(DIRECTIVE A):
Format the records as a numbered list, beginning at the line that has "point: green hose" and continuing through the last line of the records. Omit blank lines.

++++ EXCERPT TO READ

Among them, the Bitfield message is used to indicate the bitmap information of certain file fragments, which have already been obtained by the current peer. In the BT client, a file is generally divided into several fragments whose size is 256 kB. Then, the fragments are indexed from 0 in sequence. Since the number of fragments is distinct for each file, the length of the Bitfield message is variable.

The format of the Bitfield message is shown in Figure 3, where len refers to the length of the Bitfield message, which occupies 4 Bytes. And id is the identifier of Bitfield message, of which the value is set to 5 occupying 1 Byte. The <bitfield> of X Bytes indicates the possession of specific file fragments, as depicted in Figure 4. The fragment with index 0 corresponds to the highest bit of the first byte, and so on. If the bit is “1” in the position, it is revealed that the corresponding fragment is possessed while a bit “0” means that certain fragment is not possessed by the peer.

It can be observed that the Bitfield message is only sent after completing a “handshake” immediately. Since there is no content-authentication mechanism of Bitfield message in BT client, the modification of <bitfield> may not arise abnormally. In other words, the altered <bitfield> will default as the original content. Although the Bitfield message is only exchanged for once during the single interaction of two peers, the size of the delivered data is considerable. Therefore, the Bitfield message is employed as the steganographic carrier in this paper.

4. The Proposed Scheme

4.1. System Model

The proposed steganographic system model is presented in Figure 5. The steganographic peers include steganographic sender and receiver, which disguise as the legitimate BT clients. The open-source code of the BT client is modified according to the proposed scheme, which is implemented as follows:(1)Steg-preparing: first, the steganographic mode (Single-Link Steg or Multi-Link Steg) is selected by the sender-peer in accordance with the secret size. And a suitable video file is chosen as a shared resource. Second, the critical information of the shared video file, such as file name and format, is delivered to the receiver-peer via e-mail, instant messaging, and so on.(2)Normal BitTorrent communication/before-steg: the steganographic peers request the common file resource from the Tracker and establish TCP link with each other.(3)Steg-synchronization: the steganographic peers exchange the Handshake message to authenticate their identities in covert communication.(4)Steg-implementation: the sender-peer embeds the secret information into the Bitfield message according to the selected steganographic mode. Then, the altered Bitfield message is sent to the receiver-peer, from which the secret information can be extracted.(5)Normal BitTorrent communication/after-steg: after accomplishing the transmission of secret information, the steganographic peers still exchange the negotiation messages and transfer the required video file fragments, as the other normal BT peers.

4.2. Multimode Steganography

In BT communication, two peers only exchange Bitfield message for once during the entire process of video file transfer, in order to share the concrete bitmap information of themselves. As mentioned above, the bitmap information is used to inform the other peer which file fragments have been possessed by one peer and is sent after completing “handshake” immediately. Hence, the secret data that can be transferred is limited during the single interaction of two peers. If more secret data is required to be delivered, multiple peers might be employed in sharing the common resource. Multipeers participate in the transmission of secret information concurrently to accomplish cooperative steganography. Accordingly, there are two proposed steganographic modes based on the data size of secret information: Single-Link Steg and Multi-Link Steg. The main notations and symbols of our scheme are presented in Table 1.

++++++++
++++ DATA TO USE

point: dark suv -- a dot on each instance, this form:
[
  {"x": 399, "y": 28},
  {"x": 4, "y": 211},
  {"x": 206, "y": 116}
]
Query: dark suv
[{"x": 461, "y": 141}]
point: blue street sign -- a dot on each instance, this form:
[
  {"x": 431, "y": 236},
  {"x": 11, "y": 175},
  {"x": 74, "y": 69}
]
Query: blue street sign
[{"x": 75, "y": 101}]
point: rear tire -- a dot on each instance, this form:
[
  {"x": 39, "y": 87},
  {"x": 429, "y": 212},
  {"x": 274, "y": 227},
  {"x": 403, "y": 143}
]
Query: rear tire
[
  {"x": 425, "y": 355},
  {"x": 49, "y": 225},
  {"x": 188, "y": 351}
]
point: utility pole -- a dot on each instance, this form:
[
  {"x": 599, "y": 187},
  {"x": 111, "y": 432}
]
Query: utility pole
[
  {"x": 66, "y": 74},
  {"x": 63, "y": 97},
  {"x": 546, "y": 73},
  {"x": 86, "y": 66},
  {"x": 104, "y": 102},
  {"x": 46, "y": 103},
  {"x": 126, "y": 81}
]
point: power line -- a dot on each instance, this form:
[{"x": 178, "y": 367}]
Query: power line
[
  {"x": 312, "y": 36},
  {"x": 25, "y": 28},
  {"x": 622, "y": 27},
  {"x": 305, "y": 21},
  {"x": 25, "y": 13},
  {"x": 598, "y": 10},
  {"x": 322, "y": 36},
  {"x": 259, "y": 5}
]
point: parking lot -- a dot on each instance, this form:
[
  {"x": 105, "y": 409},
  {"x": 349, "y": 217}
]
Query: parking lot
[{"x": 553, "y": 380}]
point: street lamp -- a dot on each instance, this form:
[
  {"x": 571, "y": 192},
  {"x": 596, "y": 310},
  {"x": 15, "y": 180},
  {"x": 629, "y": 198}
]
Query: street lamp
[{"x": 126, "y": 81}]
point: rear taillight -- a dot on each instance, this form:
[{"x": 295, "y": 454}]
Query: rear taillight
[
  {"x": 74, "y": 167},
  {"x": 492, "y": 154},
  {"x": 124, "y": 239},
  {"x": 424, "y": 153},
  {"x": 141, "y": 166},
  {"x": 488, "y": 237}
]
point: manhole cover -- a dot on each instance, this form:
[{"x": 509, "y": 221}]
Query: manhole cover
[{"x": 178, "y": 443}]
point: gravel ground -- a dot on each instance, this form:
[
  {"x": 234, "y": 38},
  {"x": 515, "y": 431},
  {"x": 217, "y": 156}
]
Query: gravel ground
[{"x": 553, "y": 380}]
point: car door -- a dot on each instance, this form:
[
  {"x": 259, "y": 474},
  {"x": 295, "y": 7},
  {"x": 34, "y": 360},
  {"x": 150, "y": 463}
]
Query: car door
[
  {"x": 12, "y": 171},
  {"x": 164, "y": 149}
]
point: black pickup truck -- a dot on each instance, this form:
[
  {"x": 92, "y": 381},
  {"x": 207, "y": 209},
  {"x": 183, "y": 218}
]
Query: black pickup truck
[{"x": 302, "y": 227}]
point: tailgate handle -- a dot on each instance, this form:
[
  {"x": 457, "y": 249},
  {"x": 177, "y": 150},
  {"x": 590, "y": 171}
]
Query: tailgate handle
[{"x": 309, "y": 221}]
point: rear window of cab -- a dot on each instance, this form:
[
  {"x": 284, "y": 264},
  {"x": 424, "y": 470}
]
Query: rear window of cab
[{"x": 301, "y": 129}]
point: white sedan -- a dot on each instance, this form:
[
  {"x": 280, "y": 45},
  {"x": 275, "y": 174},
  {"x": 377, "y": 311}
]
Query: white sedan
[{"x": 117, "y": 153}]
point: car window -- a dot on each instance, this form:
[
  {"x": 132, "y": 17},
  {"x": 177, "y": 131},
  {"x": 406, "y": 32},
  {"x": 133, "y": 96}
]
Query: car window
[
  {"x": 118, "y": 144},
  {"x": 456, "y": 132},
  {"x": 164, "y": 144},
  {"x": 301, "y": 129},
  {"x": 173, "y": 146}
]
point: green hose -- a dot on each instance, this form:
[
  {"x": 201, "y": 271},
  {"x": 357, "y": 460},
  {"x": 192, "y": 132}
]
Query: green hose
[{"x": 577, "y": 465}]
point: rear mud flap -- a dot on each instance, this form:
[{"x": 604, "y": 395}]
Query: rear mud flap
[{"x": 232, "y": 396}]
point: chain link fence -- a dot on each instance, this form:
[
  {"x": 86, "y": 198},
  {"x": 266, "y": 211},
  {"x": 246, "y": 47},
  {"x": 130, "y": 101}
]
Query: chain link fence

++++++++

(DIRECTIVE B):
Copy from the BitTorrent steganography text above, beginning at the words "It can be observed" and stopping after "in this paper.".

(WORKED SOLUTION A):
1. point: green hose -- a dot on each instance, this form:
2. [
3.   {"x": 201, "y": 271},
4.   {"x": 357, "y": 460},
5.   {"x": 192, "y": 132}
6. ]
7. Query: green hose
8. [{"x": 577, "y": 465}]
9. point: rear mud flap -- a dot on each instance, this form:
10. [{"x": 604, "y": 395}]
11. Query: rear mud flap
12. [{"x": 232, "y": 396}]
13. point: chain link fence -- a dot on each instance, this form:
14. [
15.   {"x": 86, "y": 198},
16.   {"x": 266, "y": 211},
17.   {"x": 246, "y": 47},
18.   {"x": 130, "y": 101}
19. ]
20. Query: chain link fence

(WORKED SOLUTION B):
It can be observed that the Bitfield message is only sent after completing a “handshake” immediately. Since there is no content-authentication mechanism of Bitfield message in BT client, the modification of <bitfield> may not arise abnormally. In other words, the altered <bitfield> will default as the original content. Although the Bitfield message is only exchanged for once during the single interaction of two peers, the size of the delivered data is considerable. Therefore, the Bitfield message is employed as the steganographic carrier in this paper.